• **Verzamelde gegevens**
________________

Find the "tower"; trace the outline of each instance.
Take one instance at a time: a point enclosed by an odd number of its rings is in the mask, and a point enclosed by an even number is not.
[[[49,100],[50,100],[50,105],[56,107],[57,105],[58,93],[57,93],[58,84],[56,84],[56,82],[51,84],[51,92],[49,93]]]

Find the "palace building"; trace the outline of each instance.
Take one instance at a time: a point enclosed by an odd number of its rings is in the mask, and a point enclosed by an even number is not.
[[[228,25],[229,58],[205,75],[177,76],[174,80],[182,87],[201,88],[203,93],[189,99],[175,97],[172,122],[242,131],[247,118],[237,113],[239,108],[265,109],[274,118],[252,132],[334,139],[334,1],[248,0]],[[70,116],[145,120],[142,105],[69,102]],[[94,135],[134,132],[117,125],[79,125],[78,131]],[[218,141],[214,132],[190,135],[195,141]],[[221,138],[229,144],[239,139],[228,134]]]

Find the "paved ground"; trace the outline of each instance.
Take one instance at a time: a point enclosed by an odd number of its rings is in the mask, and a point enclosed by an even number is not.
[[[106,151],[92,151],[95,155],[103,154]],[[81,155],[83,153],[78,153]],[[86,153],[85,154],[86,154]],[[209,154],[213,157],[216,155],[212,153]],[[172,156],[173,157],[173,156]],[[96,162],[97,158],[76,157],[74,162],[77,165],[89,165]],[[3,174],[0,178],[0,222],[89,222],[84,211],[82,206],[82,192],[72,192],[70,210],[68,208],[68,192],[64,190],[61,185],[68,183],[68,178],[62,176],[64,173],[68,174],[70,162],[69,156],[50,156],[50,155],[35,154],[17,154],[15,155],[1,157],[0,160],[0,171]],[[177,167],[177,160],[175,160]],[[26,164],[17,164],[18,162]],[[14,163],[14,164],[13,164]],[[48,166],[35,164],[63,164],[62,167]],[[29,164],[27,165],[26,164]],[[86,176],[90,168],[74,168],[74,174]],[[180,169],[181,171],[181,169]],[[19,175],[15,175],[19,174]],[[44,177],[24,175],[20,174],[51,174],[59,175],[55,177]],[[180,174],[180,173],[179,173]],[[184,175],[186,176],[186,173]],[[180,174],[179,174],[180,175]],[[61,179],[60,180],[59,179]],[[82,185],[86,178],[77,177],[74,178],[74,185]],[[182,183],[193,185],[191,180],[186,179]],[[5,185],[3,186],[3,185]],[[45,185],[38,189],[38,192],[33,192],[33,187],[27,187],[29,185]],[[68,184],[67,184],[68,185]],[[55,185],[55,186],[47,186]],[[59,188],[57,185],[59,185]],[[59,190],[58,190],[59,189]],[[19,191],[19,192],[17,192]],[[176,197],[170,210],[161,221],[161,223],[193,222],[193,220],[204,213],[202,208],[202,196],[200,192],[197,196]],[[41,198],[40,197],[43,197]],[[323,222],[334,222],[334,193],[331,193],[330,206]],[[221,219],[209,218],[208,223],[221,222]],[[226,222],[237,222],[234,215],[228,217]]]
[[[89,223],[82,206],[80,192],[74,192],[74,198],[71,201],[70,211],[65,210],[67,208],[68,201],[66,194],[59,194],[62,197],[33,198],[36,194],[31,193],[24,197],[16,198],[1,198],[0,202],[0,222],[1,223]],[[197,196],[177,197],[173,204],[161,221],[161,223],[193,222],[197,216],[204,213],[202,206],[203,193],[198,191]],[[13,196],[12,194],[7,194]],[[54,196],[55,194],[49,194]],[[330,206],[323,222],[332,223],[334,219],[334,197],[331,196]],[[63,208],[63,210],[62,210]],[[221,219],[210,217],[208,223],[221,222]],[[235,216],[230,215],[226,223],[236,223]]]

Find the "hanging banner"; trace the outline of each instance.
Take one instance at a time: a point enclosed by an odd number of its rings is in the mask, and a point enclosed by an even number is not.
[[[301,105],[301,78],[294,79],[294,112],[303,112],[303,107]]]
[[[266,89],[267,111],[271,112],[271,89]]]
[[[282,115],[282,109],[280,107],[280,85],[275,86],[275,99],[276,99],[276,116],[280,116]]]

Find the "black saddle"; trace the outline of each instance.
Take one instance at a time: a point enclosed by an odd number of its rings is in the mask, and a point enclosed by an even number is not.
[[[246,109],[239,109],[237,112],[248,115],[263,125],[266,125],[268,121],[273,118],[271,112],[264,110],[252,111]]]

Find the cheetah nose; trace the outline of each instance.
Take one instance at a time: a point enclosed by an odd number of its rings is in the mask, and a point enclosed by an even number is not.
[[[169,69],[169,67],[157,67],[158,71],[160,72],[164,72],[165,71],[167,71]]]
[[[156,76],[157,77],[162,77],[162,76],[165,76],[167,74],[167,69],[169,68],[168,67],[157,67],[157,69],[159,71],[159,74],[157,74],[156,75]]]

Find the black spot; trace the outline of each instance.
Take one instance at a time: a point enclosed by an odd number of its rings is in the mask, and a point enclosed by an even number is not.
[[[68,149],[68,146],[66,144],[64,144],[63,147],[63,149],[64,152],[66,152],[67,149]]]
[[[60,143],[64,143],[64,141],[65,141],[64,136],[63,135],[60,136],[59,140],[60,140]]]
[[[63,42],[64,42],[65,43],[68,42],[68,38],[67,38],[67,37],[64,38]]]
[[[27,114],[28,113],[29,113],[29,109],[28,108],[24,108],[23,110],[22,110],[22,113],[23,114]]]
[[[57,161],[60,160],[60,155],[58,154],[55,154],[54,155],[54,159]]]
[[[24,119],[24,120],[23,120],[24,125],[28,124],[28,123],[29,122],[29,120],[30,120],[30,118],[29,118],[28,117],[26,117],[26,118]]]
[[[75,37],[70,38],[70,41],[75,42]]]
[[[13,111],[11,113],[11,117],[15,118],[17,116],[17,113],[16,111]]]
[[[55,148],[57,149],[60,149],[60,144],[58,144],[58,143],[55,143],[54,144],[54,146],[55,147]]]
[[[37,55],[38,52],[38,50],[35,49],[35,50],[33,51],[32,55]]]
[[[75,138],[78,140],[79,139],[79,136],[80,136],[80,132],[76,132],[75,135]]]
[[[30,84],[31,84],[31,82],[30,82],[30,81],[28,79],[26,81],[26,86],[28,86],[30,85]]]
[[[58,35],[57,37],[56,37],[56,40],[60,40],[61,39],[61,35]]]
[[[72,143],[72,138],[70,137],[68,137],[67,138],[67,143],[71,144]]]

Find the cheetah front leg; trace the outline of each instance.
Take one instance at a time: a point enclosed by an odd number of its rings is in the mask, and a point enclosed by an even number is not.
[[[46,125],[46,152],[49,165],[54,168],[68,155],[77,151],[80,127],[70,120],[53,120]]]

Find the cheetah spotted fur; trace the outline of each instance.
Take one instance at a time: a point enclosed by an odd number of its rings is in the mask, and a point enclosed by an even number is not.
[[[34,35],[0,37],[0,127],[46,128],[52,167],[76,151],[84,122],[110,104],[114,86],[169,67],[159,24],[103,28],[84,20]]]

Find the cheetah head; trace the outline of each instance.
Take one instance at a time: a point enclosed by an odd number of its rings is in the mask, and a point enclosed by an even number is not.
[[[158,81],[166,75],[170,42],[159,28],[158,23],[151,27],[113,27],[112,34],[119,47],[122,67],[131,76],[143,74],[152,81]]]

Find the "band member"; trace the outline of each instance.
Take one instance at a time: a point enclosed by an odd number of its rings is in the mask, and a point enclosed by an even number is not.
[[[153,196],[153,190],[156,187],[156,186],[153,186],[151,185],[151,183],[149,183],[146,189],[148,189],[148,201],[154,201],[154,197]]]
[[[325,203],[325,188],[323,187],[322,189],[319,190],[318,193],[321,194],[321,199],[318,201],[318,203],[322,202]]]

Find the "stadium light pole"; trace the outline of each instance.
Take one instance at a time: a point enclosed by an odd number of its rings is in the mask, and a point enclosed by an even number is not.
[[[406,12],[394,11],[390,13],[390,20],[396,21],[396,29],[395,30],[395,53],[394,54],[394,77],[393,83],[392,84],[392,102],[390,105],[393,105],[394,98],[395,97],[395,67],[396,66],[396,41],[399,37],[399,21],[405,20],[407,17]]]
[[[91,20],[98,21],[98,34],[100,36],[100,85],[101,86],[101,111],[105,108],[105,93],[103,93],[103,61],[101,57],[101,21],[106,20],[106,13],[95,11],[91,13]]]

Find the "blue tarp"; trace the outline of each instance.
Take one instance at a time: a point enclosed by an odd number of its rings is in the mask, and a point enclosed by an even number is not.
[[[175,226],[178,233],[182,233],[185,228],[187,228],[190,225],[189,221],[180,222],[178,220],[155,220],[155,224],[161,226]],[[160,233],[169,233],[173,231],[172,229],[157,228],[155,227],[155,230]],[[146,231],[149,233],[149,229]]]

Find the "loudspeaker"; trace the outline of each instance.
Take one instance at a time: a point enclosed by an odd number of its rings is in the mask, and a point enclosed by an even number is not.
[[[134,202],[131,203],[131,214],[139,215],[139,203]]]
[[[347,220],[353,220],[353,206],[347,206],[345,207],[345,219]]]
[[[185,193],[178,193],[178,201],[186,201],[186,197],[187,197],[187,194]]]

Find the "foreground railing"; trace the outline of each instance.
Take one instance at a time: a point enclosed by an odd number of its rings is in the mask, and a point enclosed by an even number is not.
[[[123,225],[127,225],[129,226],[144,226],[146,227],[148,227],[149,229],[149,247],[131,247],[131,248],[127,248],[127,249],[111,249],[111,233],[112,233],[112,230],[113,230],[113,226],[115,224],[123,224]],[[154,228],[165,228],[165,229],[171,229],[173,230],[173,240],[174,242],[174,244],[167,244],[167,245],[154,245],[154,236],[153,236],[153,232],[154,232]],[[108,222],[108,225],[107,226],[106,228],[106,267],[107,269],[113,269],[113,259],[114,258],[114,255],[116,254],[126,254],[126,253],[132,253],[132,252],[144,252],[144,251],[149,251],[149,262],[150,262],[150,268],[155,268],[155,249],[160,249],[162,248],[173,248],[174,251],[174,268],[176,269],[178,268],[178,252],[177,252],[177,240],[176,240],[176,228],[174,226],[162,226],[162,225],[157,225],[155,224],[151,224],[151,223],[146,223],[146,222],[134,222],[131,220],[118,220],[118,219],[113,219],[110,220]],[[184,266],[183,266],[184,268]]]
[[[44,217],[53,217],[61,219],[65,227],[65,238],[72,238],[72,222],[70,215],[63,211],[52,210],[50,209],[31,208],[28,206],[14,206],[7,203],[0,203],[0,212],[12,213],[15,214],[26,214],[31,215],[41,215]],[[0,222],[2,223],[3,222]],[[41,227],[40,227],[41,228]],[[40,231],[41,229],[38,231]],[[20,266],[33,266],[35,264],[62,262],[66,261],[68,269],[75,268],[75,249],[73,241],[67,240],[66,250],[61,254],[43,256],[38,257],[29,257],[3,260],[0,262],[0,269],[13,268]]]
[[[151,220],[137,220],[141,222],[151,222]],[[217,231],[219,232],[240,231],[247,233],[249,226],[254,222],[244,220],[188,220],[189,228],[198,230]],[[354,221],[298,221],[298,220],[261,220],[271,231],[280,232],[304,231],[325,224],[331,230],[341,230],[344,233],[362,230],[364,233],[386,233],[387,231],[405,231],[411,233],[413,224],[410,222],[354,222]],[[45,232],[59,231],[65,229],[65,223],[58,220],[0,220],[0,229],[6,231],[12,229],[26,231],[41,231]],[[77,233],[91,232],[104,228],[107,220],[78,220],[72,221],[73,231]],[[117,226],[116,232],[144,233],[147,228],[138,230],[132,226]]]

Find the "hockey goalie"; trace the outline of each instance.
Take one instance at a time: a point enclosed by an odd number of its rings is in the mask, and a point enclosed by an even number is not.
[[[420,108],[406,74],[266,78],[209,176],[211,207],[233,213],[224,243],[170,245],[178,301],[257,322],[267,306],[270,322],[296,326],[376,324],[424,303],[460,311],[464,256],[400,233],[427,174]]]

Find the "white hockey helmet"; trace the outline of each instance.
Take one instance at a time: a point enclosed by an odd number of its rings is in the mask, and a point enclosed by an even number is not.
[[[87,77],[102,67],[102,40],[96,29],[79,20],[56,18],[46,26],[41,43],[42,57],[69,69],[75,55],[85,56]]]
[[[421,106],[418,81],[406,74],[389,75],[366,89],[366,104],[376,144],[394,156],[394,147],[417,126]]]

________________

• **Probleemstelling**
Haal uit de records hierboven elke regel die het woord "cheetah" bevat en schrijf die regels over.

• **Uitgewerkt antwoord**
Find the cheetah nose; trace the outline of each instance.
Find the cheetah front leg; trace the outline of each instance.
Find the cheetah spotted fur; trace the outline of each instance.
Find the cheetah head; trace the outline of each instance.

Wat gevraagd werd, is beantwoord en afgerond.